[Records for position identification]
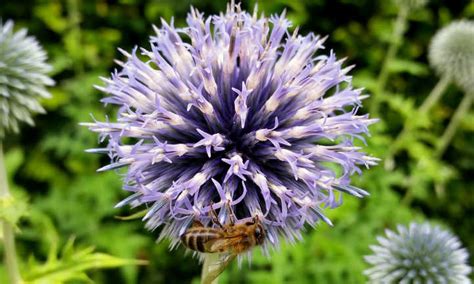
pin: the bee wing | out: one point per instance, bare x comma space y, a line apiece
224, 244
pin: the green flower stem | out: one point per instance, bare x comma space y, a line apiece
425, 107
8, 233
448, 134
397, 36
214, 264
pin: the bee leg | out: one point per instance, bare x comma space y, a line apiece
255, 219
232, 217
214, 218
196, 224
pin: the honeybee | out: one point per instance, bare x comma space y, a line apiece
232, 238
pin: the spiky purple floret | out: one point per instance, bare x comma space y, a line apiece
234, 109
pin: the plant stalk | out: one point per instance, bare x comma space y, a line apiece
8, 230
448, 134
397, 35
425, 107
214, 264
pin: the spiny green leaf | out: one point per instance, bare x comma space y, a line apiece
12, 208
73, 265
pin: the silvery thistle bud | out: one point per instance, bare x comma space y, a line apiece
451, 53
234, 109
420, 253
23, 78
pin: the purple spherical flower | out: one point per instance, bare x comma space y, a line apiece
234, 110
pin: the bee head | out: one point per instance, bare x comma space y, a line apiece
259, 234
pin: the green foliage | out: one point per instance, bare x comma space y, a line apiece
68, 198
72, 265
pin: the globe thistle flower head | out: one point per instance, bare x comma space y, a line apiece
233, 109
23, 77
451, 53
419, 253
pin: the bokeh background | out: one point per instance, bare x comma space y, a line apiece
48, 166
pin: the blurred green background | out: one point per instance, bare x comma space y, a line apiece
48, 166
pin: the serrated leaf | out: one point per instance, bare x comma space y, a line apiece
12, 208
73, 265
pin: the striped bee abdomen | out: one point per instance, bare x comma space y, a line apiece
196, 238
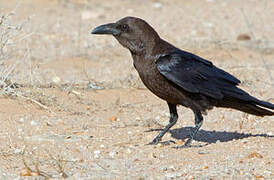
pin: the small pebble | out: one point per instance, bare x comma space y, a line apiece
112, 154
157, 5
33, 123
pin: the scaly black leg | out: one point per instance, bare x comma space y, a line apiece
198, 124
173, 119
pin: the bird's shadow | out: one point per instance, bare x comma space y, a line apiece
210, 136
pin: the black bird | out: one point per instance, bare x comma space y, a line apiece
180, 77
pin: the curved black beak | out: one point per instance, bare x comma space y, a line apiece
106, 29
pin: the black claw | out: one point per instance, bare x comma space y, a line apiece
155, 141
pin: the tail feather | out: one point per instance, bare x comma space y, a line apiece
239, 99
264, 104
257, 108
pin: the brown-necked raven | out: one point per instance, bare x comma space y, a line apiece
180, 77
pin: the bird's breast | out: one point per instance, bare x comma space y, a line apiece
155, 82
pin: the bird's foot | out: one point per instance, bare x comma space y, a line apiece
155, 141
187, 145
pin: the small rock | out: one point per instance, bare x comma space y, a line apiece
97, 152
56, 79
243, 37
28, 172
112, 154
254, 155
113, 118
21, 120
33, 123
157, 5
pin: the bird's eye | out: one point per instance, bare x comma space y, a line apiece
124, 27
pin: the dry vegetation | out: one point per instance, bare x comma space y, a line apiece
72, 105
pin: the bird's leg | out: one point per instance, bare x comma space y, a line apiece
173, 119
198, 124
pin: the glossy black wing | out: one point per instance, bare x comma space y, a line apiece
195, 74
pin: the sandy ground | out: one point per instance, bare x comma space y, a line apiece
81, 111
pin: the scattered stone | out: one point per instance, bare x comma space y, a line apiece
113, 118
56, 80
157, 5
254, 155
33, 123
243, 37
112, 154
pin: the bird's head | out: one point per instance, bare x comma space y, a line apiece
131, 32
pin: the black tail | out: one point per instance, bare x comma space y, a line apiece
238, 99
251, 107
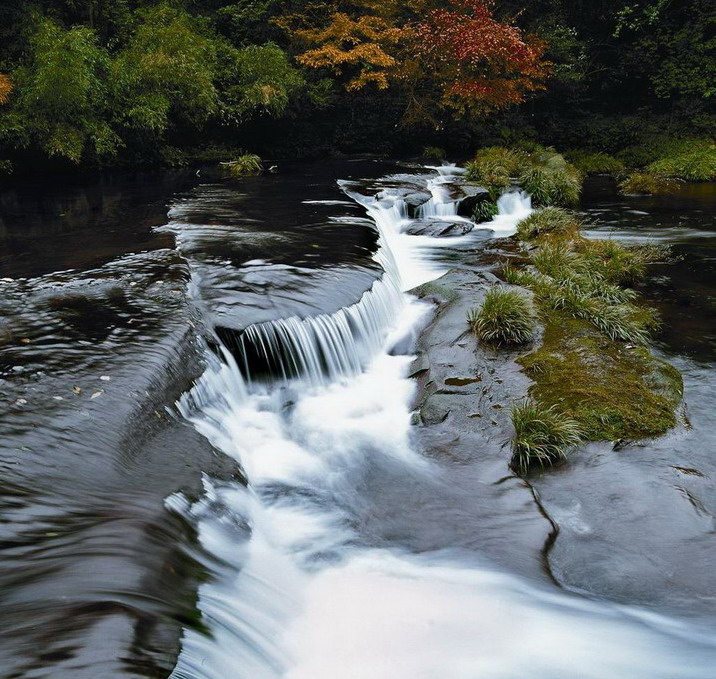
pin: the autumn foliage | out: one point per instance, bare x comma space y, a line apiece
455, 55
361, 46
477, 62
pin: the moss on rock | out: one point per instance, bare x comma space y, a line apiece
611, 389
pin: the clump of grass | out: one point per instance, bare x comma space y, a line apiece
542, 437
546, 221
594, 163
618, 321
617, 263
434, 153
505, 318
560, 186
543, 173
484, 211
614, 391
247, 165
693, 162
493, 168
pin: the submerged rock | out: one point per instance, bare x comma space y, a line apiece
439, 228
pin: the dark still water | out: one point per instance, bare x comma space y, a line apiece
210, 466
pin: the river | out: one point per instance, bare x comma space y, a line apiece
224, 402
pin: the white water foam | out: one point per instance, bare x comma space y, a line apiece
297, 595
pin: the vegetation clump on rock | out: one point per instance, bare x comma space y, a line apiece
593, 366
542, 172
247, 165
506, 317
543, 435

--

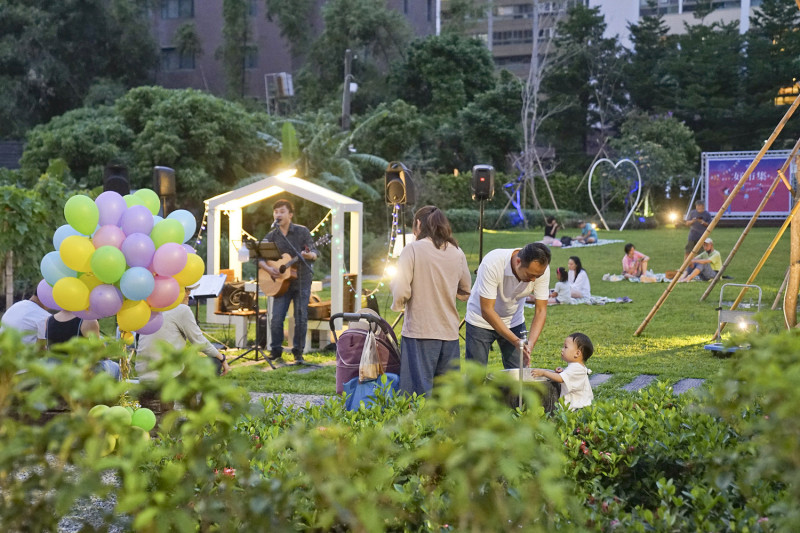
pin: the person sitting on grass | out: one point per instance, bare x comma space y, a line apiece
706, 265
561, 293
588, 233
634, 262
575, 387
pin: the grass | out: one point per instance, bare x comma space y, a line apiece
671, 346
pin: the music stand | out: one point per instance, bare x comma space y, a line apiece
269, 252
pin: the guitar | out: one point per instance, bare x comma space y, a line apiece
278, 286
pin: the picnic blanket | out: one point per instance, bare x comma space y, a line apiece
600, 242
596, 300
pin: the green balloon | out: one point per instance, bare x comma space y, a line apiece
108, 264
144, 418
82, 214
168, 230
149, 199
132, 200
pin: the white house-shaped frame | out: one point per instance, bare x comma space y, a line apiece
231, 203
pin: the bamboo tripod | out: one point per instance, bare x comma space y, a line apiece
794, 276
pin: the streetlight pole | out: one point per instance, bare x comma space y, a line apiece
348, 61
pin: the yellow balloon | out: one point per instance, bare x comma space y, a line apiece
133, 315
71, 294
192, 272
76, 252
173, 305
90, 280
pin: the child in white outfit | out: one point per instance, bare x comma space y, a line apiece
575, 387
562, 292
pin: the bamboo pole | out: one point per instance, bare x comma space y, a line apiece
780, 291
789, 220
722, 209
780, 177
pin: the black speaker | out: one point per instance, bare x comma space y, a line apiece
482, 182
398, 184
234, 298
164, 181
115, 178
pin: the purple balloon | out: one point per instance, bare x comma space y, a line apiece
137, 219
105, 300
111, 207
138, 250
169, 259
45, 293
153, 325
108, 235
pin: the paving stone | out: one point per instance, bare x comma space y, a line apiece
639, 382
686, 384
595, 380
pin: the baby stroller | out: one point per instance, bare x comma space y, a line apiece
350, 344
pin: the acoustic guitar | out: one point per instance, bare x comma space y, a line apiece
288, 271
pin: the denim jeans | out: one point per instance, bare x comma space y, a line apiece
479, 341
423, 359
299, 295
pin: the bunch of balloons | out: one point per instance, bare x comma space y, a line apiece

==

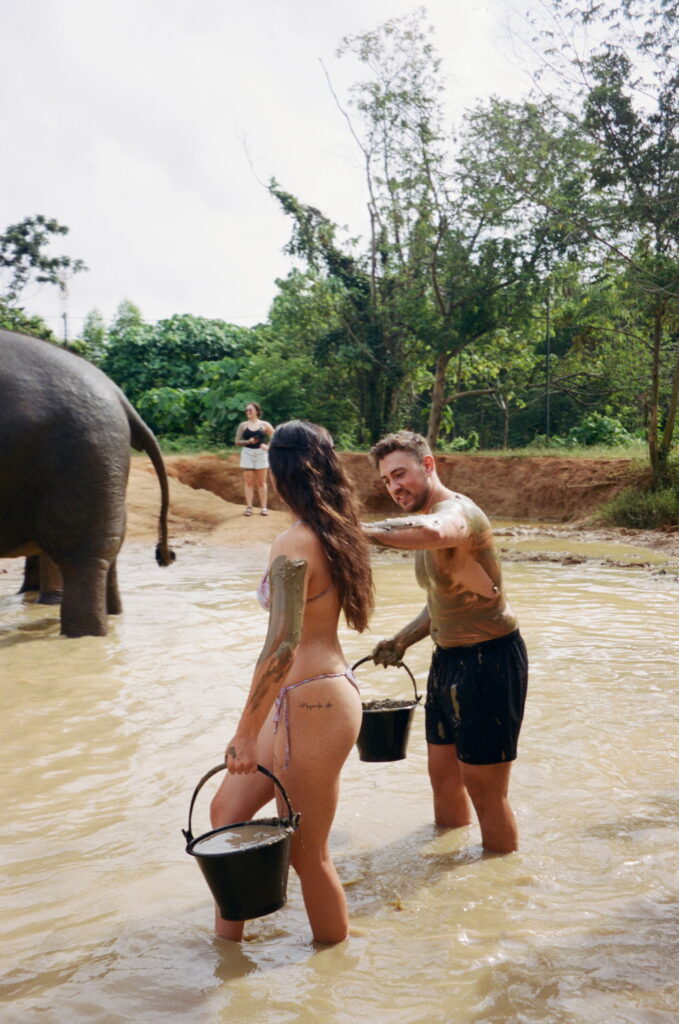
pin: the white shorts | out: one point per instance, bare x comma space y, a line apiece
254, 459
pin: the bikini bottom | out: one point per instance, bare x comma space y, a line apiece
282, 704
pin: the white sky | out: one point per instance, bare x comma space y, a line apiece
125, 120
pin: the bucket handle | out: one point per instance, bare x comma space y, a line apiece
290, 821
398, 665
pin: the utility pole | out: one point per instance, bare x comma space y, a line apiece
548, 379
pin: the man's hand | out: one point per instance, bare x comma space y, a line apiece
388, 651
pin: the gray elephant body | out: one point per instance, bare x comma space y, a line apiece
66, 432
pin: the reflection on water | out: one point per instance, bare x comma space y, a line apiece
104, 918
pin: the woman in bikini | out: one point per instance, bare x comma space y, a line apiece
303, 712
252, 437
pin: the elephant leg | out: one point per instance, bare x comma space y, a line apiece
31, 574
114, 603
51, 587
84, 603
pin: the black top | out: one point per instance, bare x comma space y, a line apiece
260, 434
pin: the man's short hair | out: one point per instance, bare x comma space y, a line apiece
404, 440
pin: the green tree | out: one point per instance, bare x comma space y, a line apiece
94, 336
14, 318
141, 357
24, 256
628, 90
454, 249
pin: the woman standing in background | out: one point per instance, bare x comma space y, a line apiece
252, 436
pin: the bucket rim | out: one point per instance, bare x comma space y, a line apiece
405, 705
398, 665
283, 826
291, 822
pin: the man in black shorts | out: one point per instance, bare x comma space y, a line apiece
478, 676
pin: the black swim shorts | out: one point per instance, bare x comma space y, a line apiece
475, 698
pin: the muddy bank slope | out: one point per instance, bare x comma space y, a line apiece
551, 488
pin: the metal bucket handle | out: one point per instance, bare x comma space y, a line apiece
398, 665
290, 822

- _Description of the task_: Locate each line in the records above that contains the string "shorts" and copy every such line in full. The match is case-sensitive.

- _Answer below_:
pin: the white shorts | out: one point per instance, bare x comma space y, a line apiece
pin: the man in black shorts | out: one point per instance, bare x comma space y, a line apiece
pin: the black swim shorts | out: one point per instance, bare x comma space y, a line apiece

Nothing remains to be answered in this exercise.